| PASSAGE GIVEN |
* start *
6.3 PORTFOLIO COMMITTEES and COLLOQUIUM OF FELLOWS
6.3.1 The Board approves the establishment of Portfolio Committees, provided that
every committee must have:
• a terms of reference and
• a termination date or attainable goal, of which such date or goal will dissolve the
committee.
6.3.2 The minutes of Portfolio Committees must serve before the first subsequent
meeting of the Board of Directors.
Colloquium of Fellows of the Foundation (CFF)
• The Colloquium of Fellows of the Foundation (CFF) is a Standing Committee
• The goal of the CFF is to acknowledge and promote excellence in
- Research
- Academic performance, and
- Leadership related to the goals and objectives of the Foundation.
• The Fellows of the Foundation consist of the following category of fellows
- Candidate Fellows
- Fellow
- Senior Fellows and
- Principal Fellows
provided that any person may be awarded the designation of “Research” preceding
the title of his/her category, in order to to provide for domestic and international
researchers.
• The Constitution of the CFF regulates the admittance of Fellows to the CFF and
the management and administration of the Colloquium.
• The CFF may, on behalf of the Foundation, bestow accolades to persons who
made and are making exceptional contributions to the goals and objectives of
the Foundation.
6.4 TRUST FOR SUSTAINABLE MINING
6.4.1 The Foundation may have a public benefit organisation (Trust) contemplated
in paragraph (a)(i) of the definition of “public benefit organisation” (PBO) in section
30(1) of the Income tax Act, 1962, subject to the approval of the Commissioner in
terms of section 30 of the Act.
6.4.2 The Trust must be registered and managed in accordance of the provisions of
the Income Tax Act, 1962.
6.4.3 The Trustees of the Trust are appointed by the Statutory Committee,
provided that the President and the Vice President of the Board of Directors are
ex officio Trustees.
6.4.4 The receipts and accruals of the Trust shall be exempted from normal tax in
terms of section 10 (1) cA) i) aa) bb) cc), because it shall have the sole and principal
object to:
• Conduct scientific, technical or industrial research
• Provide necessary or useful commodities, amenities or services to the State
(including any provincial administration) or members of the general public or
• Carries on activities (including the rendering of financial assistance by way of
loans or otherwise) designed to promote commerce, industry or agriculture or
any branch thereof
6.4.5 Public Benefit activities of the Trust (in accordance with section 30 (1) (a) of
the Ninth Schedule (Section 30) Public Benefit Activities, Part 1 as quoted)
6.4.6 Education and Development
- Training of persons employed in the national, provincial and local spheres of
government, for purposes of capacity building in those spheres of government.
* end *
| REQUIRED WORK |
• a. What are the categories of fellows that the passage on the Foundation's committees and trust names for the Colloquium of Fellows?
• b. Can you pick up the passage on the Foundation's committees and trust after its last line and carry it forward?

| GIVEN RECORDS |
* start *
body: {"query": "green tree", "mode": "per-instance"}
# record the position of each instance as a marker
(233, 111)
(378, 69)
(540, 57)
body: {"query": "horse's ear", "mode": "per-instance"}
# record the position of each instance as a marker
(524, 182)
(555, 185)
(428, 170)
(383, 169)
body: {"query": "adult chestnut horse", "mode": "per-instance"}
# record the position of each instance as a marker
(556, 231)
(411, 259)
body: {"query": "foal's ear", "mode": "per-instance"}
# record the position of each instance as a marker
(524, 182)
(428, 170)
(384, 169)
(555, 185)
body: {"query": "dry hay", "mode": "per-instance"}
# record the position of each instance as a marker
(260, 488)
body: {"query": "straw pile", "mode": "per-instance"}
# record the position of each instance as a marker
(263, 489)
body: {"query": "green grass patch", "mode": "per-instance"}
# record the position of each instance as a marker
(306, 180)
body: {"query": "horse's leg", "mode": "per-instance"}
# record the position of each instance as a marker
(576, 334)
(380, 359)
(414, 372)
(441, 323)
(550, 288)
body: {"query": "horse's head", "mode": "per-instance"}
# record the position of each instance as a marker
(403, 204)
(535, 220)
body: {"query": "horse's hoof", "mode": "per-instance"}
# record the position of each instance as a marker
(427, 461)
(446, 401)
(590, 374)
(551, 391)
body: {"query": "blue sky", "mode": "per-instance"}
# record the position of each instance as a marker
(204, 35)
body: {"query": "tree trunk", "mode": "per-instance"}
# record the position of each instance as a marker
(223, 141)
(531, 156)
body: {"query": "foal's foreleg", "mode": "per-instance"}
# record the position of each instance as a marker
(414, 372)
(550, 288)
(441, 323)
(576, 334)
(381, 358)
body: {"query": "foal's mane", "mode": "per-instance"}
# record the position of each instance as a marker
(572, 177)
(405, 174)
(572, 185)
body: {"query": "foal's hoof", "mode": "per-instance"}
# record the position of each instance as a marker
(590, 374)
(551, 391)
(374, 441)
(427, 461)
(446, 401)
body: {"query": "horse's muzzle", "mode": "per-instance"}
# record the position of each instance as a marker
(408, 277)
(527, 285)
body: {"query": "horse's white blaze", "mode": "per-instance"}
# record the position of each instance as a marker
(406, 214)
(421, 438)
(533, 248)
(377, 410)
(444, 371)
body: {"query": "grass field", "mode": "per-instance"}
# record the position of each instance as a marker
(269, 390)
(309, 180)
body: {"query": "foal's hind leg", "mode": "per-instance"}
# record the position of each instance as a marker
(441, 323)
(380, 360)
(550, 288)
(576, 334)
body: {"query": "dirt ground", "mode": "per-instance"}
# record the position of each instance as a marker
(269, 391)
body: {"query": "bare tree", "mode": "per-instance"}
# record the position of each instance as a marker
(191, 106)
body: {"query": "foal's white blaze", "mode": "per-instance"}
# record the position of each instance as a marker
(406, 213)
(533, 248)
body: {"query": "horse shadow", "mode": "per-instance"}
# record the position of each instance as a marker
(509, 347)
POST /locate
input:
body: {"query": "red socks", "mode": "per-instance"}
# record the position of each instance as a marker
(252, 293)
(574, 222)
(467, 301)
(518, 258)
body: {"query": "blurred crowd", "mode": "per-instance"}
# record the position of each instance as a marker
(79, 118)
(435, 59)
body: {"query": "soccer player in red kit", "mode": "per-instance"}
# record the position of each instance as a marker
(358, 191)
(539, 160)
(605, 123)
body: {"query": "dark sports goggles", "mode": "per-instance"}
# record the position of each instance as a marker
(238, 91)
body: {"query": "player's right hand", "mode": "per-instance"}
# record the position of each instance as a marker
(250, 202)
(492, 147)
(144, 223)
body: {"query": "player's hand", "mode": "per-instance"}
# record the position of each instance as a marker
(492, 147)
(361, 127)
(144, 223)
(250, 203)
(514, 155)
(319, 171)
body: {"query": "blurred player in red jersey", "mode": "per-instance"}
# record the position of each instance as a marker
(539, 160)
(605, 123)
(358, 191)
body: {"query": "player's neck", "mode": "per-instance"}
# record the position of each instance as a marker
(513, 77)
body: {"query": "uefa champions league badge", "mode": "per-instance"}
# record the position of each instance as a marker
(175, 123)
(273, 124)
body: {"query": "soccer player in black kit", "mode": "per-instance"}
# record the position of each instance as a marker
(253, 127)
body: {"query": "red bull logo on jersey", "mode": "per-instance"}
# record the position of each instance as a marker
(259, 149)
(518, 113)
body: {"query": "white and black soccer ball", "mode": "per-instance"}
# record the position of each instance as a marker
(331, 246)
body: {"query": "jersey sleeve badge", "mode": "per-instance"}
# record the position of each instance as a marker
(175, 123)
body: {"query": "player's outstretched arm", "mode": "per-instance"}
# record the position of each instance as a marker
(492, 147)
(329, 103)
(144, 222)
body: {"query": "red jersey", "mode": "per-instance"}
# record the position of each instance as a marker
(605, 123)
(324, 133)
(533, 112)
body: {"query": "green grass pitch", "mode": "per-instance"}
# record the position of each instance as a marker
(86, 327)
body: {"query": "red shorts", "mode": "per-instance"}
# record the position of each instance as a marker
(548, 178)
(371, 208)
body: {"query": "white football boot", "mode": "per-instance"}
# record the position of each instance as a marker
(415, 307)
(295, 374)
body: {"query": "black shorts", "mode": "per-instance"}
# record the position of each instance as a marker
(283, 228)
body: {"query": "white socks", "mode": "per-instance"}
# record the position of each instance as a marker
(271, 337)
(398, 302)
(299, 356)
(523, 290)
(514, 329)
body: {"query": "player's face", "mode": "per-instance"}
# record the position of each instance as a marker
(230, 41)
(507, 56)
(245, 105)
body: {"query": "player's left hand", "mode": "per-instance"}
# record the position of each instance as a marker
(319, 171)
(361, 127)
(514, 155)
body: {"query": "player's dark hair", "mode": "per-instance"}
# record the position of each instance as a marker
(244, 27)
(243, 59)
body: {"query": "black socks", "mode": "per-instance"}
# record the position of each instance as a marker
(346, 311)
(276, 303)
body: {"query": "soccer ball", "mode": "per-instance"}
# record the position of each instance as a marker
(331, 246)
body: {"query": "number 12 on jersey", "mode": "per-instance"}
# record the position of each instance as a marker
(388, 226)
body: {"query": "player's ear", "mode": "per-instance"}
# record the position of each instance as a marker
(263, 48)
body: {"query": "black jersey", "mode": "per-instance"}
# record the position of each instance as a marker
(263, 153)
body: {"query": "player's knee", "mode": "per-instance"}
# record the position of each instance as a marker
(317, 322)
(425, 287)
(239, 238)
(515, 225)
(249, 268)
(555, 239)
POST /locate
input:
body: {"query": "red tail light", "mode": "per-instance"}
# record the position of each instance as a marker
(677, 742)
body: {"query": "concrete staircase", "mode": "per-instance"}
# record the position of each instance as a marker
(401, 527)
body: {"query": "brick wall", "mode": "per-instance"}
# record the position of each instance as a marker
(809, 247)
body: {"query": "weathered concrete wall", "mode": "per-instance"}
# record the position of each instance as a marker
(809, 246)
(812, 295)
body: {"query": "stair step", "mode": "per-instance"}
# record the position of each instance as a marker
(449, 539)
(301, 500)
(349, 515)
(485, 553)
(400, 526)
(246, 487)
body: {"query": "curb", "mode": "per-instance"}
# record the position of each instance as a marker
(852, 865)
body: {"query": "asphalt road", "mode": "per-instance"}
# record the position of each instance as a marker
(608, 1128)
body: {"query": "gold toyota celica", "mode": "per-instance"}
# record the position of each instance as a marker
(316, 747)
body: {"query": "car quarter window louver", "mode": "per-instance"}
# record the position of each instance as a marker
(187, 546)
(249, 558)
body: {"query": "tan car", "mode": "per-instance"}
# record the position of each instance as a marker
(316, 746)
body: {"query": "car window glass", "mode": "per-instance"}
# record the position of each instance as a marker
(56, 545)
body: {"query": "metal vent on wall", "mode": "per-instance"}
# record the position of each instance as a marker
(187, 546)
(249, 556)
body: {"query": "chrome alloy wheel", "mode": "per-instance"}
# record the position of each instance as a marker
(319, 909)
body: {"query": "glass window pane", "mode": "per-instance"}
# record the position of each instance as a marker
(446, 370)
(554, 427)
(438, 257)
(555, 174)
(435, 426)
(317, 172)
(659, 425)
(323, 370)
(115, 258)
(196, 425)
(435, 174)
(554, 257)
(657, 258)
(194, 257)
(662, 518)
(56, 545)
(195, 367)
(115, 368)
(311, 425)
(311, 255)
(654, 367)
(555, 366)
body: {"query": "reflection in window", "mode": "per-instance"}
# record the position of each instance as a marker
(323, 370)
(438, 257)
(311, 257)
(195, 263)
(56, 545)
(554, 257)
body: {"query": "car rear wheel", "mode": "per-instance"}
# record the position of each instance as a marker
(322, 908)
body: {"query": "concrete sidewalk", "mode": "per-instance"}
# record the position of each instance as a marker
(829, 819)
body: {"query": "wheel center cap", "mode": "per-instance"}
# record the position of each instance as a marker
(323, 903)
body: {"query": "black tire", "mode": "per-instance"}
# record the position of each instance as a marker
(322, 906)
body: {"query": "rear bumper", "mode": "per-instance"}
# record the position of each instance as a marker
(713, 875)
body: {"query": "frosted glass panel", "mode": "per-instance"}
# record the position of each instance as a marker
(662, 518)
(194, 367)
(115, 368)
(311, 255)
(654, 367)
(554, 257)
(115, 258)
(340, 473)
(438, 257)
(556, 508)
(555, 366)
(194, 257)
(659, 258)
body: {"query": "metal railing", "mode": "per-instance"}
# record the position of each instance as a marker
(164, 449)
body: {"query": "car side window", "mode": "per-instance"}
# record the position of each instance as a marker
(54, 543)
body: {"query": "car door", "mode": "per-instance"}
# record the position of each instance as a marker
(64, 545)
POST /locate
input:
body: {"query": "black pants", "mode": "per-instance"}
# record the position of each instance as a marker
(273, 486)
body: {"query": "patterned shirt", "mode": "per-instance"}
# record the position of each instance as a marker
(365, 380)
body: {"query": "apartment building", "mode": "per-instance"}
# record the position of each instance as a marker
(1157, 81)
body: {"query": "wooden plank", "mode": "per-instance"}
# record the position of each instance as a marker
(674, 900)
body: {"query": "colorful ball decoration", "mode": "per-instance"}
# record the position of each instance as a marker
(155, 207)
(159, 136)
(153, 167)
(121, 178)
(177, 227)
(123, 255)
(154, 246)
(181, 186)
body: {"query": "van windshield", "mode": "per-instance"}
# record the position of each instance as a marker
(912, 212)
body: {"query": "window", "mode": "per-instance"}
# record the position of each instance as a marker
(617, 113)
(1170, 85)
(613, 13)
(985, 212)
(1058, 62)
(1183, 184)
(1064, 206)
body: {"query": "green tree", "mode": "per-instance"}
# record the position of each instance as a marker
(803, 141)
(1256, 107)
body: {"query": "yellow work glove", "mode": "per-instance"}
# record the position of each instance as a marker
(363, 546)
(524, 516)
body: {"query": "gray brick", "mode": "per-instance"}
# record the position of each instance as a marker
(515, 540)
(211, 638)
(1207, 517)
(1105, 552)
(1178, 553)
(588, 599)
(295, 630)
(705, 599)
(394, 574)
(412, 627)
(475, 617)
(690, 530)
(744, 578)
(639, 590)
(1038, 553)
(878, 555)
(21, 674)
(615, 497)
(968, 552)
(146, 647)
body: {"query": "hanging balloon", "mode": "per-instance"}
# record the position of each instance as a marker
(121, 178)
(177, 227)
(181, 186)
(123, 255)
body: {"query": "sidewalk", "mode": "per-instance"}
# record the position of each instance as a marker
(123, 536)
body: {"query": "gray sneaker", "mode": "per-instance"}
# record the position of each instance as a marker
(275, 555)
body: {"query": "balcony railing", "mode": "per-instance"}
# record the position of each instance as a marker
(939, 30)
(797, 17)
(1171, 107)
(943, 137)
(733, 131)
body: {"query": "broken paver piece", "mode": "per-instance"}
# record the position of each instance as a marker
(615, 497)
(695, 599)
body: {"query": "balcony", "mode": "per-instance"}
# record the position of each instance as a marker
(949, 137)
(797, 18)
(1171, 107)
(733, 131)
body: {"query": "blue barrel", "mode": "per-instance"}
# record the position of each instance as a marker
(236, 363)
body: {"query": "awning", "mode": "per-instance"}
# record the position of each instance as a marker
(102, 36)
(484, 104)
* end *
| THE ANSWERS |
• a.
- Candidate Fellows
- Fellow
- Senior Fellows
- Principal Fellows

• b.
- The provision of scholarships, bursaries and awards for study, research and
teaching on such conditions as maybe prescribed by the Minister by way of
regulation in the Gazette.
6.4.7 Conservation, Environment and Animal Welfare
• Engaging in the conservation, rehabilitation or protection of the natural
environment, including flora, fauna or the biosphere.
• The promotion of, and education and training programmes relating to,
environmental awareness, greening, clean-up or sustainable development
projects.
6.5 ANNUAL GENERAL MEETING (AGM)
6.5.1 The Annual General Meeting takes place in the second half of every year and is
conducted in accordance with the Rules of the Foundation.
6.5.2 Only members, and guests who have been invited by the President of the
Foundation, may attend AGMs.
6.5.3 The President of the AGM reports on the attainment and progress of the goals
and objectives of the Foundation, provided that the president may request the
representatives of the structures of the Foundation to report on their activities.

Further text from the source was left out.